Dataset records —

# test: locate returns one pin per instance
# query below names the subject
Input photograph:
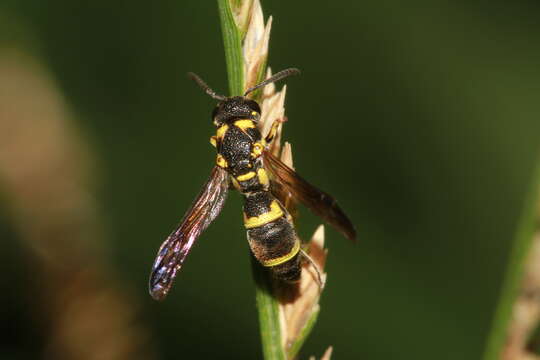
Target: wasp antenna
(205, 87)
(277, 76)
(317, 270)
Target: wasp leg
(320, 280)
(273, 130)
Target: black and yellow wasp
(244, 159)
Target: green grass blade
(268, 309)
(297, 345)
(232, 42)
(514, 273)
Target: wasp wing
(316, 200)
(176, 247)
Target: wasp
(244, 161)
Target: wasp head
(236, 107)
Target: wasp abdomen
(271, 235)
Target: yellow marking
(246, 176)
(257, 150)
(274, 214)
(284, 258)
(221, 162)
(273, 131)
(245, 124)
(221, 131)
(263, 177)
(235, 183)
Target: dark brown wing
(173, 251)
(316, 200)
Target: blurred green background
(421, 118)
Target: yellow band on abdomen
(255, 221)
(284, 258)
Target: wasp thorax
(233, 108)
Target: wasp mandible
(244, 160)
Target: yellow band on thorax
(245, 124)
(255, 221)
(221, 131)
(246, 176)
(284, 258)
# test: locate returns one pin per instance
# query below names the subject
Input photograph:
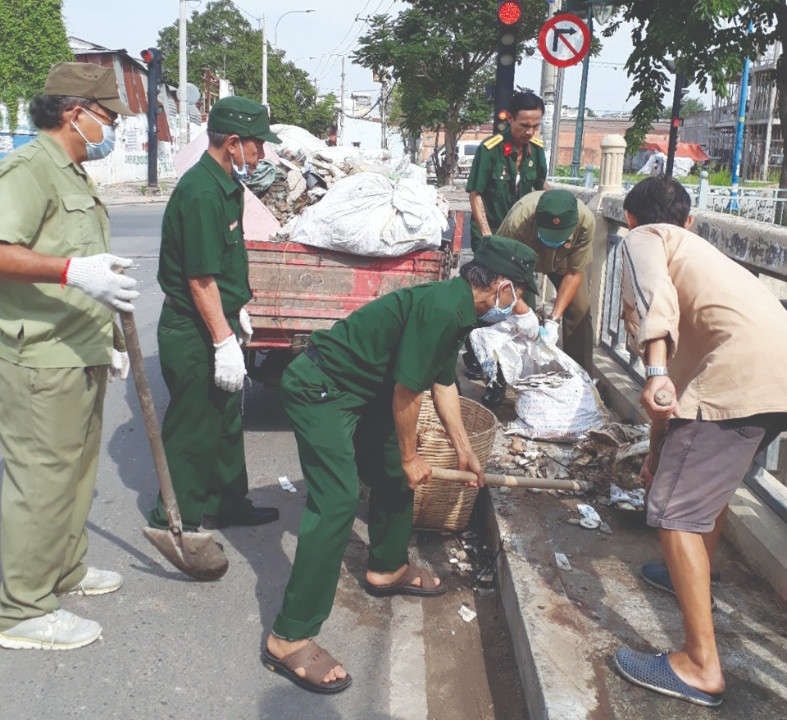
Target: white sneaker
(58, 630)
(97, 582)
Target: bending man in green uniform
(560, 228)
(55, 352)
(203, 271)
(506, 166)
(353, 399)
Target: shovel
(195, 553)
(512, 480)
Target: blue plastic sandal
(655, 673)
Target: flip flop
(655, 673)
(316, 661)
(404, 585)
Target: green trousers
(50, 430)
(577, 327)
(341, 438)
(202, 430)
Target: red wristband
(64, 274)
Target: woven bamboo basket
(440, 505)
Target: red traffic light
(509, 12)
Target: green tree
(220, 39)
(691, 106)
(442, 56)
(32, 39)
(708, 45)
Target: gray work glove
(230, 368)
(549, 331)
(246, 331)
(97, 276)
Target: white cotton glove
(96, 276)
(230, 369)
(549, 331)
(526, 325)
(118, 365)
(246, 331)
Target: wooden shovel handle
(509, 480)
(658, 430)
(137, 364)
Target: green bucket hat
(556, 217)
(511, 259)
(240, 116)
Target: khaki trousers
(50, 430)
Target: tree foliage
(442, 56)
(222, 40)
(708, 44)
(32, 39)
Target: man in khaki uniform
(58, 290)
(560, 229)
(714, 338)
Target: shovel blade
(195, 553)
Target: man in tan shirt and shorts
(708, 332)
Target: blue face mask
(550, 243)
(242, 172)
(96, 151)
(497, 314)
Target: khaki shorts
(701, 466)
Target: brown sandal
(404, 585)
(316, 661)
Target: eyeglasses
(113, 123)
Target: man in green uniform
(560, 228)
(55, 351)
(505, 167)
(353, 399)
(203, 272)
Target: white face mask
(96, 151)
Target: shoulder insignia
(494, 141)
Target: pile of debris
(299, 171)
(609, 457)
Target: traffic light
(509, 14)
(152, 57)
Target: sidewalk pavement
(565, 625)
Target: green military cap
(556, 217)
(511, 259)
(89, 81)
(240, 116)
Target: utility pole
(264, 99)
(183, 105)
(383, 120)
(340, 133)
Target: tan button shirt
(520, 224)
(49, 204)
(726, 332)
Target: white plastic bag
(369, 214)
(558, 401)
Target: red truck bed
(298, 288)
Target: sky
(316, 42)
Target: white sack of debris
(371, 214)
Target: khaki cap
(89, 81)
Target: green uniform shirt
(202, 234)
(48, 204)
(411, 336)
(494, 175)
(574, 256)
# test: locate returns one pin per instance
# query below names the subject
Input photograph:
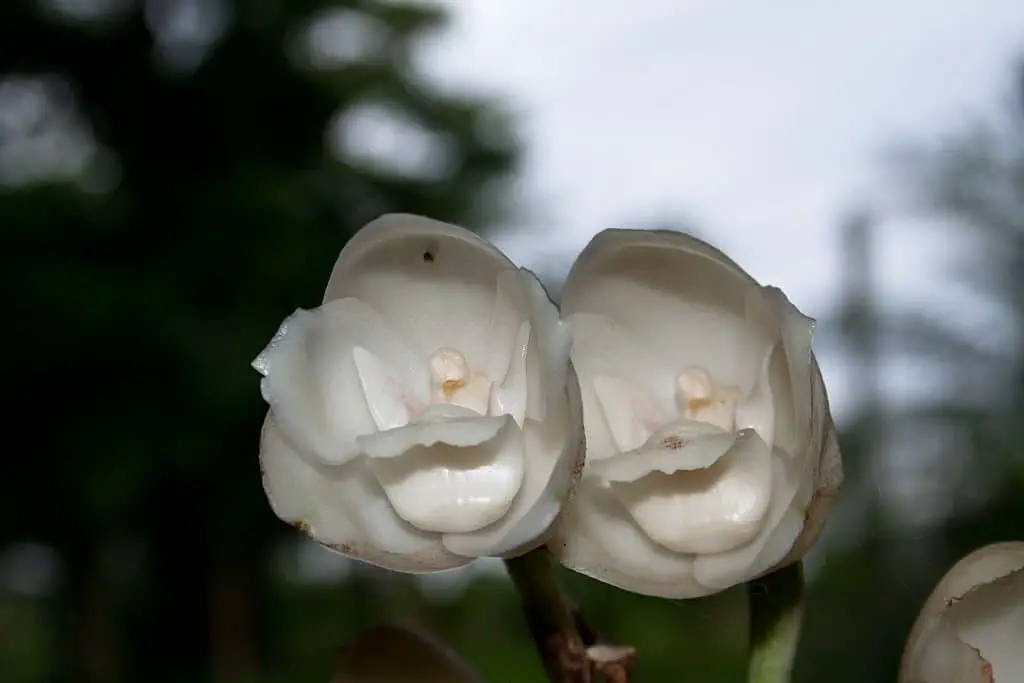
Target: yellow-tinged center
(700, 399)
(455, 383)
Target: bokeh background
(176, 176)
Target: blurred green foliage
(176, 177)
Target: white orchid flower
(711, 455)
(426, 413)
(971, 629)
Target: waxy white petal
(970, 629)
(667, 327)
(311, 381)
(705, 510)
(450, 475)
(343, 507)
(545, 488)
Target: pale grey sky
(760, 122)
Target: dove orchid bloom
(711, 454)
(426, 414)
(971, 629)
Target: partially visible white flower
(971, 629)
(711, 455)
(426, 413)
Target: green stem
(550, 619)
(776, 614)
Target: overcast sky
(761, 123)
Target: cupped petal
(683, 444)
(816, 503)
(434, 282)
(445, 424)
(450, 474)
(791, 368)
(509, 395)
(680, 296)
(555, 451)
(627, 392)
(990, 620)
(344, 508)
(312, 379)
(977, 608)
(944, 658)
(777, 535)
(521, 298)
(597, 538)
(711, 508)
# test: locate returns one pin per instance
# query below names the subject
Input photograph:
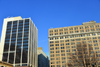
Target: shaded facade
(63, 41)
(43, 60)
(19, 42)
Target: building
(5, 64)
(19, 42)
(43, 60)
(63, 40)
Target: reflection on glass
(11, 58)
(5, 56)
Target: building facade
(62, 41)
(5, 64)
(43, 60)
(19, 42)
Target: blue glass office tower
(19, 42)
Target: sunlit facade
(19, 42)
(63, 41)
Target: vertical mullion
(16, 43)
(10, 42)
(28, 43)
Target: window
(66, 36)
(92, 29)
(78, 39)
(72, 40)
(87, 30)
(56, 38)
(96, 25)
(73, 43)
(51, 51)
(71, 36)
(67, 47)
(57, 51)
(51, 45)
(56, 41)
(94, 41)
(51, 48)
(96, 48)
(67, 43)
(58, 58)
(68, 50)
(86, 27)
(51, 38)
(81, 27)
(57, 54)
(98, 37)
(71, 31)
(52, 55)
(57, 44)
(93, 34)
(63, 62)
(58, 63)
(89, 38)
(73, 46)
(56, 30)
(68, 57)
(51, 41)
(56, 33)
(68, 54)
(95, 44)
(66, 29)
(83, 39)
(66, 32)
(51, 34)
(62, 50)
(52, 65)
(81, 30)
(75, 28)
(60, 29)
(89, 41)
(76, 31)
(52, 62)
(52, 58)
(94, 37)
(62, 44)
(63, 58)
(61, 40)
(57, 47)
(62, 47)
(70, 28)
(73, 49)
(91, 26)
(51, 30)
(61, 33)
(98, 33)
(62, 54)
(66, 40)
(61, 37)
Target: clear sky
(51, 14)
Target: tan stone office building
(5, 64)
(63, 40)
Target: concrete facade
(19, 42)
(62, 41)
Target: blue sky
(51, 14)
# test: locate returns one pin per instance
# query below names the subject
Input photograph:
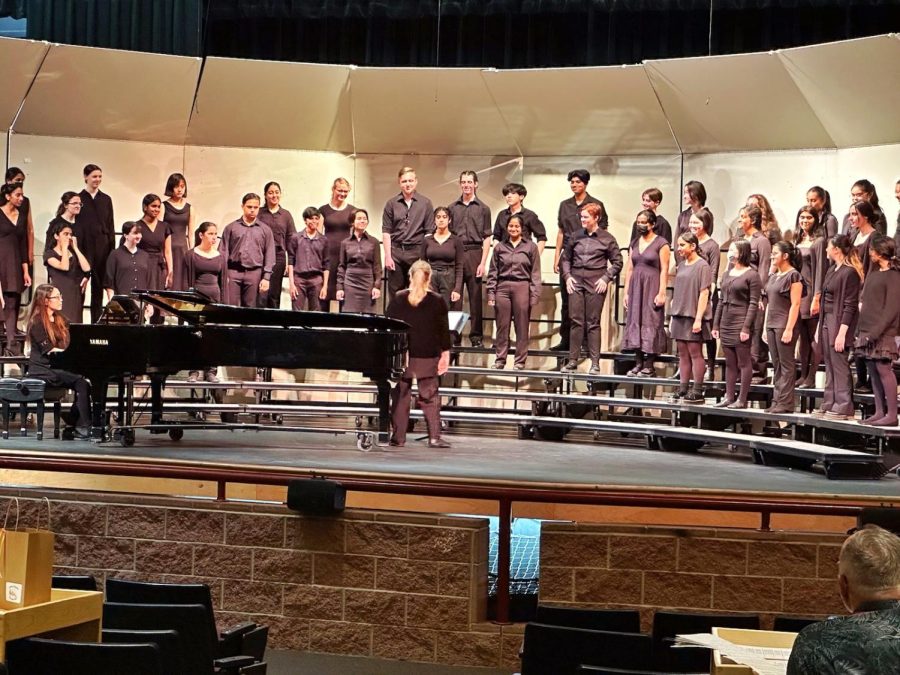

Task directions —
Lay out every line of the rows above as a Markdown table with two columns, No. for the line number and Text for the line itself. Omit blank lines and leave the pictures out.

Output for this task —
| No. | Text |
|---|---|
| 1 | # test: locate returns one pin per instance |
| 2 | # query below names the subject |
| 3 | Input photograph: |
| 4 | Target: wasp antenna |
| 5 | (205, 87) |
| 6 | (277, 76) |
| 7 | (317, 270) |
| 8 | Target: wasp leg |
| 9 | (320, 280) |
| 10 | (273, 130) |
| 11 | Target: black and yellow wasp |
| 12 | (244, 159) |
| 13 | Target: green grass blade |
| 14 | (268, 309) |
| 15 | (297, 345) |
| 16 | (232, 42) |
| 17 | (514, 273) |
| 18 | Target: wasp wing |
| 19 | (316, 200) |
| 20 | (176, 247) |
| 21 | Target: wasp |
| 22 | (244, 161) |
| 23 | Target: wasp head |
| 24 | (236, 107) |
| 25 | Target: wasp abdomen |
| 26 | (271, 235) |
| 27 | Target: yellow marking |
| 28 | (246, 176) |
| 29 | (257, 150) |
| 30 | (274, 214) |
| 31 | (284, 258) |
| 32 | (221, 162) |
| 33 | (273, 131) |
| 34 | (245, 124) |
| 35 | (221, 131) |
| 36 | (263, 177) |
| 37 | (235, 183) |
| 38 | Target: dark brown wing |
| 39 | (173, 251) |
| 40 | (316, 200) |
| 41 | Target: blurred green background |
| 42 | (421, 118) |
| 43 | Target: yellow band on abdomen |
| 44 | (255, 221) |
| 45 | (284, 258) |
| 46 | Target: wasp thorax |
| 47 | (233, 108) |
| 48 | Target: wasp mandible |
| 49 | (244, 160) |
| 50 | Target: yellow band on thorax |
| 51 | (245, 124) |
| 52 | (255, 221) |
| 53 | (221, 131) |
| 54 | (246, 176) |
| 55 | (284, 258) |
| 56 | # test: locate returns one pin per instance |
| 57 | # query below names the subject |
| 58 | Input photograph: |
| 59 | Target: white sneaker |
| 60 | (58, 630) |
| 61 | (97, 582) |
| 62 | Target: bending man in green uniform |
| 63 | (560, 228) |
| 64 | (55, 352) |
| 65 | (203, 271) |
| 66 | (506, 166) |
| 67 | (353, 399) |
| 68 | Target: shovel |
| 69 | (195, 553) |
| 70 | (512, 480) |
| 71 | Target: blue plastic sandal |
| 72 | (655, 673) |
| 73 | Target: flip flop |
| 74 | (655, 673) |
| 75 | (316, 661) |
| 76 | (404, 585) |
| 77 | Target: green trousers |
| 78 | (50, 430) |
| 79 | (577, 327) |
| 80 | (341, 438) |
| 81 | (202, 430) |
| 82 | Target: red wristband |
| 83 | (64, 274) |
| 84 | Target: woven bamboo basket |
| 85 | (440, 505) |
| 86 | Target: red traffic light |
| 87 | (509, 12) |
| 88 | Target: green tree |
| 89 | (220, 39) |
| 90 | (691, 106) |
| 91 | (442, 56) |
| 92 | (32, 39) |
| 93 | (708, 45) |
| 94 | Target: gray work glove |
| 95 | (230, 368) |
| 96 | (549, 331) |
| 97 | (246, 331) |
| 98 | (97, 276) |
| 99 | Target: white cotton glove |
| 100 | (96, 276) |
| 101 | (230, 369) |
| 102 | (549, 331) |
| 103 | (526, 325) |
| 104 | (118, 365) |
| 105 | (246, 331) |
| 106 | Target: wooden shovel handle |
| 107 | (509, 480) |
| 108 | (658, 430) |
| 109 | (137, 364) |
| 110 | Target: green bucket hat |
| 111 | (556, 217) |
| 112 | (511, 259) |
| 113 | (240, 116) |
| 114 | Target: khaki trousers |
| 115 | (50, 430) |
| 116 | Target: tree foliage |
| 117 | (442, 56) |
| 118 | (222, 40) |
| 119 | (708, 44) |
| 120 | (32, 39) |
| 121 | Target: man in khaki uniform |
| 122 | (58, 290) |
| 123 | (560, 229) |
| 124 | (714, 338) |
| 125 | Target: shovel blade |
| 126 | (195, 553) |
| 127 | Target: man in tan shirt and shorts |
| 128 | (708, 332) |
| 129 | Target: blue face mask |
| 130 | (550, 243) |
| 131 | (242, 172) |
| 132 | (96, 151) |
| 133 | (497, 314) |
| 134 | Target: khaki shorts |
| 135 | (701, 466) |
| 136 | Target: brown sandal |
| 137 | (404, 585) |
| 138 | (316, 661) |
| 139 | Target: eyeglasses |
| 140 | (113, 123) |
| 141 | Target: man in green uniform |
| 142 | (560, 228) |
| 143 | (55, 351) |
| 144 | (505, 167) |
| 145 | (353, 399) |
| 146 | (203, 272) |
| 147 | Target: white face mask |
| 148 | (96, 151) |
| 149 | Target: shoulder insignia |
| 150 | (494, 141) |
| 151 | Target: pile of debris |
| 152 | (299, 171) |
| 153 | (609, 457) |
| 154 | Target: traffic light |
| 155 | (509, 14) |
| 156 | (152, 57) |
| 157 | Target: sidewalk pavement |
| 158 | (565, 625) |
| 159 | Target: green military cap |
| 160 | (556, 217) |
| 161 | (511, 259) |
| 162 | (89, 81) |
| 163 | (240, 116) |
| 164 | Target: utility pole |
| 165 | (264, 99) |
| 166 | (183, 105) |
| 167 | (383, 120) |
| 168 | (340, 133) |
| 169 | Target: tan button shirt |
| 170 | (520, 224) |
| 171 | (49, 204) |
| 172 | (726, 332) |
| 173 | Target: white plastic bag |
| 174 | (369, 214) |
| 175 | (558, 401) |
| 176 | Target: red truck bed |
| 177 | (298, 288) |
| 178 | Target: sky |
| 179 | (316, 42) |
| 180 | Target: white sack of debris |
| 181 | (371, 214) |
| 182 | Target: khaki cap |
| 183 | (89, 81) |
| 184 | Target: green uniform shirt |
| 185 | (202, 234) |
| 186 | (48, 204) |
| 187 | (411, 336) |
| 188 | (494, 175) |
| 189 | (574, 256) |
| 190 | # test: locate returns one pin per instance |
| 191 | # query below names the subject |
| 192 | Input photograph: |
| 193 | Target: yellow-tinged center |
| 194 | (700, 399) |
| 195 | (455, 383) |
| 196 | Target: bokeh background |
| 197 | (176, 176) |
| 198 | Target: blurred green foliage |
| 199 | (176, 177) |
| 200 | Target: white orchid flower |
| 201 | (711, 455) |
| 202 | (426, 413) |
| 203 | (971, 629) |
| 204 | Target: waxy white petal |
| 205 | (970, 629) |
| 206 | (667, 327) |
| 207 | (311, 381) |
| 208 | (705, 510) |
| 209 | (450, 475) |
| 210 | (343, 507) |
| 211 | (545, 488) |
| 212 | Target: pale grey sky |
| 213 | (760, 122) |
| 214 | Target: dove orchid bloom |
| 215 | (711, 454) |
| 216 | (426, 414) |
| 217 | (971, 629) |
| 218 | Target: partially visible white flower |
| 219 | (971, 629) |
| 220 | (711, 455) |
| 221 | (426, 413) |
| 222 | Target: green stem |
| 223 | (550, 619) |
| 224 | (776, 614) |
| 225 | Target: overcast sky |
| 226 | (761, 123) |
| 227 | Target: cupped petal |
| 228 | (683, 444) |
| 229 | (816, 503) |
| 230 | (434, 282) |
| 231 | (445, 424) |
| 232 | (450, 474) |
| 233 | (791, 368) |
| 234 | (509, 395) |
| 235 | (680, 296) |
| 236 | (555, 451) |
| 237 | (627, 392) |
| 238 | (990, 620) |
| 239 | (344, 508) |
| 240 | (312, 379) |
| 241 | (977, 608) |
| 242 | (944, 658) |
| 243 | (777, 535) |
| 244 | (521, 298) |
| 245 | (597, 538) |
| 246 | (711, 508) |
| 247 | # test: locate returns one pin per instance |
| 248 | # query below names the subject |
| 249 | Input photograph: |
| 250 | Target: shaded facade |
| 251 | (63, 41) |
| 252 | (43, 60) |
| 253 | (19, 42) |
| 254 | Target: building |
| 255 | (5, 64) |
| 256 | (19, 42) |
| 257 | (43, 60) |
| 258 | (63, 40) |
| 259 | Target: reflection on glass |
| 260 | (11, 58) |
| 261 | (5, 56) |
| 262 | Target: building facade |
| 263 | (62, 41) |
| 264 | (5, 64) |
| 265 | (43, 60) |
| 266 | (19, 42) |
| 267 | Target: blue glass office tower |
| 268 | (19, 42) |
| 269 | Target: sunlit facade |
| 270 | (19, 42) |
| 271 | (63, 41) |
| 272 | Target: vertical mullion |
| 273 | (16, 43) |
| 274 | (10, 42) |
| 275 | (28, 43) |
| 276 | Target: window |
| 277 | (66, 36) |
| 278 | (92, 29) |
| 279 | (78, 39) |
| 280 | (72, 40) |
| 281 | (87, 30) |
| 282 | (56, 38) |
| 283 | (96, 25) |
| 284 | (73, 43) |
| 285 | (51, 51) |
| 286 | (71, 36) |
| 287 | (67, 47) |
| 288 | (57, 51) |
| 289 | (51, 45) |
| 290 | (56, 41) |
| 291 | (94, 41) |
| 292 | (51, 48) |
| 293 | (96, 48) |
| 294 | (67, 43) |
| 295 | (58, 58) |
| 296 | (68, 50) |
| 297 | (86, 27) |
| 298 | (51, 38) |
| 299 | (81, 27) |
| 300 | (57, 54) |
| 301 | (98, 37) |
| 302 | (71, 31) |
| 303 | (52, 55) |
| 304 | (57, 44) |
| 305 | (93, 34) |
| 306 | (63, 62) |
| 307 | (58, 63) |
| 308 | (89, 38) |
| 309 | (73, 46) |
| 310 | (56, 30) |
| 311 | (68, 57) |
| 312 | (51, 41) |
| 313 | (56, 33) |
| 314 | (68, 54) |
| 315 | (95, 44) |
| 316 | (66, 29) |
| 317 | (83, 39) |
| 318 | (66, 32) |
| 319 | (51, 34) |
| 320 | (62, 50) |
| 321 | (52, 65) |
| 322 | (81, 30) |
| 323 | (75, 28) |
| 324 | (60, 29) |
| 325 | (89, 41) |
| 326 | (76, 31) |
| 327 | (52, 62) |
| 328 | (52, 58) |
| 329 | (94, 37) |
| 330 | (62, 44) |
| 331 | (63, 58) |
| 332 | (61, 40) |
| 333 | (57, 47) |
| 334 | (62, 47) |
| 335 | (70, 28) |
| 336 | (73, 49) |
| 337 | (91, 26) |
| 338 | (51, 30) |
| 339 | (61, 33) |
| 340 | (98, 33) |
| 341 | (62, 54) |
| 342 | (66, 40) |
| 343 | (61, 37) |
| 344 | Target: clear sky |
| 345 | (51, 14) |
| 346 | Target: tan stone office building |
| 347 | (5, 64) |
| 348 | (63, 40) |
| 349 | Target: concrete facade |
| 350 | (19, 42) |
| 351 | (62, 41) |
| 352 | Target: blue sky |
| 353 | (51, 14) |
| 354 | # test: locate returns one pin per instance |
| 355 | # query below names the subject |
| 356 | Input photograph: |